▶ Texte extrait:
■ ■ ■

Envie de plongée

A André, qui m’a fait découvrir la plongée.

A Ben, qui l’a permise.

Splashhhh….!!!!!

J’ai fermé les yeux, mon dos s’écrase contre quelque chose de lourd et moelleux à la fois. Des centaines de bulles grouillent autour de mes oreille. Puis, brutalement, je suis aspiré vers le haut.

Mon visage émerge. Je tente une inspiration en ouvrant les yeux. Ouf, pas d’eau dans le masque, en revanche, il faut forcer sa respiration pour débloquer le détendeur. C’est bizarre, je ne m’en souvenais plus. Je commence à haleter. Il me faut enlever l’embout pour retrouver l’air. Le reste de mon corps est plus léger mais j’ai du mal à trouver l’équilibre. Ca va recommencer, comme il y a 12 ans, lors de mes dernières plongées.

Tout le monde est dans l’eau. Le signal est donné. Descendre. Je trouve difficilement le bouton pour vider l’air de mon gilet. Remettre le détendeur dans la bouche.

Ce bruit. Dark Vador. Avec les bulles en plus. Puissant. Vibrant. Envie de dire que ça ne va pas bien, mais il faut attendre que quelqu’un me regarde. Ivresse, vertige, nausée. Combien de temps ça dure une plongée ? Mon manomètre indique 200 bars, ¾ heures minimum. Ca je m’en souviens. Impossible. Ca fait 10 secondes que ma tête est sous l’eau, et déjà, mon corps veut que ça s’arrête. Remonte. Remonte. REMONTE.

Nico me regarde enfin,  il fait le signe pour savoir si tout va bien. Combien j’aimerais lui dire oui. Une seconde passe et je tends ma main et la balance de gauche à droite. Non, ça ne va pas. Je sens qu’il veut m’aider à faire quelque chose. Je tente de…. Mais l’idée de rester encore sous l’eau est intolérable. Mon corps veut remonter. Inspiration, inspiration. Mes poumons sont gonflés au maximum. Au dessus de moi, à peine 1m50 d’eau. – je n’expire pas.- Il faut maintenant lutter pour rester au fond. J’essaie de vider encore l’air de mon gilet. Plus rien ne sort. Rester, rester encore un peu. Et si je veux respirer sans ce truc dans ma bouche, je vais me noyer. Des images défilent devant mes yeux. Arracher, tout arracher pour se libérer et remonter, l’air, sans pression, sans dépression, sans effort.

Désolé Nico, c’est insupportable, je m’étouffe. Je dois remonter.

***

C’est censé n’être que du plaisir et je ne fais que me battre contre…

J’adore l’eau, nager, sentir sa fluidité caresser mon corps. Glisser.

■ ■ ■

▶ Données fournies:
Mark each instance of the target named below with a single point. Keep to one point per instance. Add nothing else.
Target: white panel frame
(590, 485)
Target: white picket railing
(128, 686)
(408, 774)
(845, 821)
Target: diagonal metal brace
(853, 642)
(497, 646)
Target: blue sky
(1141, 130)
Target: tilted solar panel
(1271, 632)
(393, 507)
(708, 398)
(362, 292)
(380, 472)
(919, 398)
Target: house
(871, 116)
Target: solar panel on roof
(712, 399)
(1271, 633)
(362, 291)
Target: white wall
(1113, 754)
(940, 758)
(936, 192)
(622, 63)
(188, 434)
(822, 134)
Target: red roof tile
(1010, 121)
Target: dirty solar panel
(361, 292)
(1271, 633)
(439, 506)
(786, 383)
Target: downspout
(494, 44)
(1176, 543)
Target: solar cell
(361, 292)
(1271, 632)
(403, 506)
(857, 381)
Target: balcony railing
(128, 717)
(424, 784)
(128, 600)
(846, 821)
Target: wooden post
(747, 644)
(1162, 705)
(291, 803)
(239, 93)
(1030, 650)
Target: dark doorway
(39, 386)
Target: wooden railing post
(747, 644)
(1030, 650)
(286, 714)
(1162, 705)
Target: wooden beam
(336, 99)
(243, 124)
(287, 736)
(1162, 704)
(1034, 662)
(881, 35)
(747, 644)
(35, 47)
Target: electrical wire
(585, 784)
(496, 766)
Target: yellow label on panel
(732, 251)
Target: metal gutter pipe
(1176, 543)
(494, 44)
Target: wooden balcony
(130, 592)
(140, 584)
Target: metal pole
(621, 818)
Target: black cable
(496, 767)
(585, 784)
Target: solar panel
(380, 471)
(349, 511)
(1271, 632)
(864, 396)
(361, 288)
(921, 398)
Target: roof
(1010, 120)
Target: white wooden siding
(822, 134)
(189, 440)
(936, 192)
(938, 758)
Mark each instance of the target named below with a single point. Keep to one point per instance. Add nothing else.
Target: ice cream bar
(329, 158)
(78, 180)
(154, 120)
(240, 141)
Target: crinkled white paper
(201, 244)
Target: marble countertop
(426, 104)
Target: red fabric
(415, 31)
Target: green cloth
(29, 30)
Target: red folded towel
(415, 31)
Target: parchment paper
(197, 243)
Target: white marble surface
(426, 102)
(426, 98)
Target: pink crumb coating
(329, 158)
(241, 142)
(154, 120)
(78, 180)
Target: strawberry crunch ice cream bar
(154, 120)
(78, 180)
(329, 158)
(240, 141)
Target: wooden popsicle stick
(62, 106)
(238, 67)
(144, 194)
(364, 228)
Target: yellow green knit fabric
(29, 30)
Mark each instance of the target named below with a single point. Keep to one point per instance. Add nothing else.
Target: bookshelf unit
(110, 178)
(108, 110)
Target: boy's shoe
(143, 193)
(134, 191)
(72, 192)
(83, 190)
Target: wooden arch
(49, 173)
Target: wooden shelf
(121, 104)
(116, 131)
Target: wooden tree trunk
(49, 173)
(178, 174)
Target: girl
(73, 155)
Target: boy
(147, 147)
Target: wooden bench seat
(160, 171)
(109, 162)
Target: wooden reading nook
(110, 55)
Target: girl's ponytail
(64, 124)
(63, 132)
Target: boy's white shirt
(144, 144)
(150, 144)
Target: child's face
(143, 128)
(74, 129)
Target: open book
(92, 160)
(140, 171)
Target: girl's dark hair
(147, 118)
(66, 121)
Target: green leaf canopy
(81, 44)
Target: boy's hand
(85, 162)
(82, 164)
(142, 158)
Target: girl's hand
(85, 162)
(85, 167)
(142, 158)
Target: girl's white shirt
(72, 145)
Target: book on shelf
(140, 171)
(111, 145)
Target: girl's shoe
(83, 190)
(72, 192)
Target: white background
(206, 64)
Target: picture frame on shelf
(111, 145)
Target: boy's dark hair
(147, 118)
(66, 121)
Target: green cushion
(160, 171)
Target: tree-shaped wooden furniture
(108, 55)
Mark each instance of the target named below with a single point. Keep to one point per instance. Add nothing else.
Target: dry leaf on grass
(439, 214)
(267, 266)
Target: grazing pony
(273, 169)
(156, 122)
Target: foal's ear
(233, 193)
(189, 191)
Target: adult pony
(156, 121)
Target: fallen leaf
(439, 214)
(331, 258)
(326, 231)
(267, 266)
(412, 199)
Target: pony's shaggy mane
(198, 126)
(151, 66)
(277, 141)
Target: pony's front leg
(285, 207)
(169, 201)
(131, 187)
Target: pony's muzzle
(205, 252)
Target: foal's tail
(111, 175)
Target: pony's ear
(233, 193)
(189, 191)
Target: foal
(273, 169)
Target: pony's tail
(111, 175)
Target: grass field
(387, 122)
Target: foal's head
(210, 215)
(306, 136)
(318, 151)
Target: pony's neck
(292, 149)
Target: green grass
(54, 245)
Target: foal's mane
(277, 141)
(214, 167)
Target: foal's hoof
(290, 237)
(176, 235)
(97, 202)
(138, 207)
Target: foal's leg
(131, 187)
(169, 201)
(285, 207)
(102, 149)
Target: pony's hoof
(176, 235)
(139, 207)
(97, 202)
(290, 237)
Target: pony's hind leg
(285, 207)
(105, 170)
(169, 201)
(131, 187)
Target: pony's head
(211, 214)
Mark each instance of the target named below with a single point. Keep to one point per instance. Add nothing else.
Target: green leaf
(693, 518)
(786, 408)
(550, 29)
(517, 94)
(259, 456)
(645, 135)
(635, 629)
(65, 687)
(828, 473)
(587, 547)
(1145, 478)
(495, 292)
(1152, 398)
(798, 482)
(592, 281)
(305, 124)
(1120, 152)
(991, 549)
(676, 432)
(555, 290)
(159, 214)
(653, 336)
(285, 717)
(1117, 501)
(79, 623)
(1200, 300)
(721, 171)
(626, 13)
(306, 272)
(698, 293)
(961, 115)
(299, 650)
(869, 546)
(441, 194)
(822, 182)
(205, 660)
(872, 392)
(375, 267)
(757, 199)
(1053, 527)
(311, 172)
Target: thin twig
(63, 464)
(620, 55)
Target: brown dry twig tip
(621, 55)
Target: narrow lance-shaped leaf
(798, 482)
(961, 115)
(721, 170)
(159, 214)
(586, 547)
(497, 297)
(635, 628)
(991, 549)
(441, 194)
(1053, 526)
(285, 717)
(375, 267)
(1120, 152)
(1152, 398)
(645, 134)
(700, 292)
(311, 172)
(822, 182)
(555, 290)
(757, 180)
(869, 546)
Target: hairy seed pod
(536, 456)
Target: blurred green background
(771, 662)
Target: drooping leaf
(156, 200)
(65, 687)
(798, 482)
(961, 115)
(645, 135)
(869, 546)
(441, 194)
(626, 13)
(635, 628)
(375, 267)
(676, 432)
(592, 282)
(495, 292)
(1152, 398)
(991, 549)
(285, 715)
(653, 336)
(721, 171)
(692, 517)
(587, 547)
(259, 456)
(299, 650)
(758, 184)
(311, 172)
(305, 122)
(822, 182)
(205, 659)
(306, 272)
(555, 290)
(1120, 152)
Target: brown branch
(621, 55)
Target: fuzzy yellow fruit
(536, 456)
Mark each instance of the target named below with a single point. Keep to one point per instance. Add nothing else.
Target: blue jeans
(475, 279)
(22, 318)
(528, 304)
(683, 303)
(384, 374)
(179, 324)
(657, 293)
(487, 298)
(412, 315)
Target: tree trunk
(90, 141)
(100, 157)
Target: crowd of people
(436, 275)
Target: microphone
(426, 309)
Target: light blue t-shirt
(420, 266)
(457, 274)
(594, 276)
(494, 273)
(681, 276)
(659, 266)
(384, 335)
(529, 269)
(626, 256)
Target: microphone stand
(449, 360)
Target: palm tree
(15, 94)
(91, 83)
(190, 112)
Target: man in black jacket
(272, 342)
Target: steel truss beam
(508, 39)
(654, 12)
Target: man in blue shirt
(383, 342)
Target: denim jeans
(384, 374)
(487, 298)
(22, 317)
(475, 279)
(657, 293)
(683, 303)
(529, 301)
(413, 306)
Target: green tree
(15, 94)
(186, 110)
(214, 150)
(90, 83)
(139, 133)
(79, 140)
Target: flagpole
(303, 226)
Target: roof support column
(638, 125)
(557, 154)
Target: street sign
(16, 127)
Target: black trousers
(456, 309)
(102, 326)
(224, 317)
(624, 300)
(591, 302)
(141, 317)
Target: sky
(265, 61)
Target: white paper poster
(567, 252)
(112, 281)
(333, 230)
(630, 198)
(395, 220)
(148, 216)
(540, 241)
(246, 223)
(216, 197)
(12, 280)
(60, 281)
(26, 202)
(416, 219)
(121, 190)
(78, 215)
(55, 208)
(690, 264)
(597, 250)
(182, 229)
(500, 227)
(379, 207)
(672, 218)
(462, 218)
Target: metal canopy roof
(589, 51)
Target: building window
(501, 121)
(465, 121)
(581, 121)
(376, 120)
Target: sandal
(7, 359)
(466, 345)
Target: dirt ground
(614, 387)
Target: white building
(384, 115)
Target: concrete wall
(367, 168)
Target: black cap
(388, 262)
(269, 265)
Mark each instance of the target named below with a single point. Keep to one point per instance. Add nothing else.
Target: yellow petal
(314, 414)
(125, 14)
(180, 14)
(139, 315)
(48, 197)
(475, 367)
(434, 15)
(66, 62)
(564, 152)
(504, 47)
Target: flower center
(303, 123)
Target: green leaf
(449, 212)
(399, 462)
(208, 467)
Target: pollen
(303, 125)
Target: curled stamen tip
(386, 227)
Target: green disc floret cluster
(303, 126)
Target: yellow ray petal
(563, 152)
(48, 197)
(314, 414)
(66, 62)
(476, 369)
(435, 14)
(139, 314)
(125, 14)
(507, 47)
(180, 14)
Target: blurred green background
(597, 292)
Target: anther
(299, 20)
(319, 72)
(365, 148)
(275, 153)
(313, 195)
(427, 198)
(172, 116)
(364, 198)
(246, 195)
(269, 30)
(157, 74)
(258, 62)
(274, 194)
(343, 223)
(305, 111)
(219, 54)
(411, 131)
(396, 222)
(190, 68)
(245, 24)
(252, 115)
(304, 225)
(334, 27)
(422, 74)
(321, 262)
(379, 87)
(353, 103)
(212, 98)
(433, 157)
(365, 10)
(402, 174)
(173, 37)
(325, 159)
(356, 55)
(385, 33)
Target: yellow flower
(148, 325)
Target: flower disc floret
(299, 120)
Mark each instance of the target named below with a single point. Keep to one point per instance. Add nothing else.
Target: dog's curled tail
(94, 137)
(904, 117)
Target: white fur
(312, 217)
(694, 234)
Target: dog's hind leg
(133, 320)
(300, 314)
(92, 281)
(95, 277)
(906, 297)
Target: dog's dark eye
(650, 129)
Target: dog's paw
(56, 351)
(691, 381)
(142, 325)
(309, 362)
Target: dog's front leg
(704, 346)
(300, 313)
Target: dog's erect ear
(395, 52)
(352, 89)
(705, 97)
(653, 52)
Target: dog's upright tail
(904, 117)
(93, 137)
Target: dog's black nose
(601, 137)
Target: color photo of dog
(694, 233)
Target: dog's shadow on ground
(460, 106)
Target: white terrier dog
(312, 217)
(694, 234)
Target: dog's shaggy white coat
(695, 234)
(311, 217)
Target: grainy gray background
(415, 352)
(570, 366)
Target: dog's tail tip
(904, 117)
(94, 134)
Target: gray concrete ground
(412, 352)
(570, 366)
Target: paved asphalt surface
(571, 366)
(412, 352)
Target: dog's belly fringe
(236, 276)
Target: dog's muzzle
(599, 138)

■ ■ ■

▶ Consigne: Recopiez fidèlement le passage du récit de plongée qui s'ouvre sur les mots « A Ben, qui l’a » et se termine par « dans la bouche. ». La liste n'est pas utile ici.

▶ Résultat obtenu:
A Ben, qui l’a permise.

Splashhhh….!!!!!

J’ai fermé les yeux, mon dos s’écrase contre quelque chose de lourd et moelleux à la fois. Des centaines de bulles grouillent autour de mes oreille. Puis, brutalement, je suis aspiré vers le haut.

Mon visage émerge. Je tente une inspiration en ouvrant les yeux. Ouf, pas d’eau dans le masque, en revanche, il faut forcer sa respiration pour débloquer le détendeur. C’est bizarre, je ne m’en souvenais plus. Je commence à haleter. Il me faut enlever l’embout pour retrouver l’air. Le reste de mon corps est plus léger mais j’ai du mal à trouver l’équilibre. Ca va recommencer, comme il y a 12 ans, lors de mes dernières plongées.

Tout le monde est dans l’eau. Le signal est donné. Descendre. Je trouve difficilement le bouton pour vider l’air de mon gilet. Remettre le détendeur dans la bouche.